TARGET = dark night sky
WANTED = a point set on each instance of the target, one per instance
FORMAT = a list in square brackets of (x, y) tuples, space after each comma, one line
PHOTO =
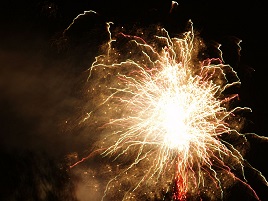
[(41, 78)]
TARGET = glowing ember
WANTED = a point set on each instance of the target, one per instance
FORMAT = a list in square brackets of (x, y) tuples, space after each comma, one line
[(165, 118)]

==

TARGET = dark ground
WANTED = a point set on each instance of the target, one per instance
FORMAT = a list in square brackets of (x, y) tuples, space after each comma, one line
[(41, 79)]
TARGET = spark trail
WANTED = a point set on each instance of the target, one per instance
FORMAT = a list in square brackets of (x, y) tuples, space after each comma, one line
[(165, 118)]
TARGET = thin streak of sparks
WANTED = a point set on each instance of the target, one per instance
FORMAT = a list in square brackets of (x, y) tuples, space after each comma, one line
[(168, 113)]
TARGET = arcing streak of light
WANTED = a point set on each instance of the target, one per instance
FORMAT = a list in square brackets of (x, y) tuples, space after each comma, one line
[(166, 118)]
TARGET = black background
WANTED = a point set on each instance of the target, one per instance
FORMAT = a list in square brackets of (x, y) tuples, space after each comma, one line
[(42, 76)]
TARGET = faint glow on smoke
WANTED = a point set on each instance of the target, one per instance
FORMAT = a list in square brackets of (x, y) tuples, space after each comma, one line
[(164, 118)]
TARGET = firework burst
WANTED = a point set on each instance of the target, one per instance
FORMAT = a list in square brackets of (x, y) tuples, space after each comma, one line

---

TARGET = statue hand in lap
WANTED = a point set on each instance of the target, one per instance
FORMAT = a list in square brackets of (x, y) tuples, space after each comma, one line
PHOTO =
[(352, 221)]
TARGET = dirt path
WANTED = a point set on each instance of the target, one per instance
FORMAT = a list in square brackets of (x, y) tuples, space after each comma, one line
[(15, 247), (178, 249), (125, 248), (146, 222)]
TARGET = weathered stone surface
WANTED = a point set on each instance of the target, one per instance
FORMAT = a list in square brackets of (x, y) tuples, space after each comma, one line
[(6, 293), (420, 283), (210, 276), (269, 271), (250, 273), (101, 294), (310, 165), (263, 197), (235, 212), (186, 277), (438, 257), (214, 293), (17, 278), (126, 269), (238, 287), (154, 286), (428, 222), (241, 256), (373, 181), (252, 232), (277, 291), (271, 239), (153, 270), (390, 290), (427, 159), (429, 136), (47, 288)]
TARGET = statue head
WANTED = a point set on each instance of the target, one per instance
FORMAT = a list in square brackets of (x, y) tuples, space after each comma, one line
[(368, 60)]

# [What is required]
Looking at the material above, please state how many lines include the string "streak", and give only that number.

# [Solution for this exercise]
2